- [What you should do] Please reproduce the data from the line containing "Could you please spot the runner" through the end, keeping every line, and offset each coordinate by adding 129 to both of its numbers.

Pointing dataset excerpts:
__________________________________________________

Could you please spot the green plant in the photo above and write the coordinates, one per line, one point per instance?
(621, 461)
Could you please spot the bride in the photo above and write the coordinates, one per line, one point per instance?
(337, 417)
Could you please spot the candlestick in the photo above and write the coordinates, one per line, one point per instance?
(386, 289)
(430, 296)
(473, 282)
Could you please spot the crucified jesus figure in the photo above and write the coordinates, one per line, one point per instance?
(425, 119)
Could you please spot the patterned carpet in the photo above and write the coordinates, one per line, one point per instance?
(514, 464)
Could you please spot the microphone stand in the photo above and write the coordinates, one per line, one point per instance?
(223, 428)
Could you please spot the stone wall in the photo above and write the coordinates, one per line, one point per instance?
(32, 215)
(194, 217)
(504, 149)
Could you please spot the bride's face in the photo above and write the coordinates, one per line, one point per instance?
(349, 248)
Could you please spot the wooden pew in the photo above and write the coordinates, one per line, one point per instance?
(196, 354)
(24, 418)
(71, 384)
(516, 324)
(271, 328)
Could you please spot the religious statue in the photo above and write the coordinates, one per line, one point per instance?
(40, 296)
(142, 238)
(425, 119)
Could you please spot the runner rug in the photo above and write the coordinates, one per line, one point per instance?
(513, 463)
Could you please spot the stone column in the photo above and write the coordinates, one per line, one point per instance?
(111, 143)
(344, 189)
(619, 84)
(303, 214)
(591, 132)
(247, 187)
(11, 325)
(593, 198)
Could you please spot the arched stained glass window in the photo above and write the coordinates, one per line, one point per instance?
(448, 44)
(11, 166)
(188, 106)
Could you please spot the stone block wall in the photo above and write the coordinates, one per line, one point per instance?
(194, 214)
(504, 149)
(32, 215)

__________________________________________________

- [Result]
Could you please spot the runner rug in the photo above and write the coordinates, one per line, one point per instance?
(642, 592)
Could you please spot the stone column in the photo above and write the coordinates, one per line, one point per instance?
(240, 272)
(473, 318)
(748, 213)
(432, 343)
(720, 261)
(376, 316)
(140, 454)
(722, 327)
Could you please spot the arched stained glass window in the photo above and write the coordinates, one per line, one point per instance?
(577, 173)
(140, 295)
(317, 235)
Could you please spot the stone block wall in the photo above and write the coordinates, one per line, one point per instance?
(323, 343)
(633, 278)
(161, 344)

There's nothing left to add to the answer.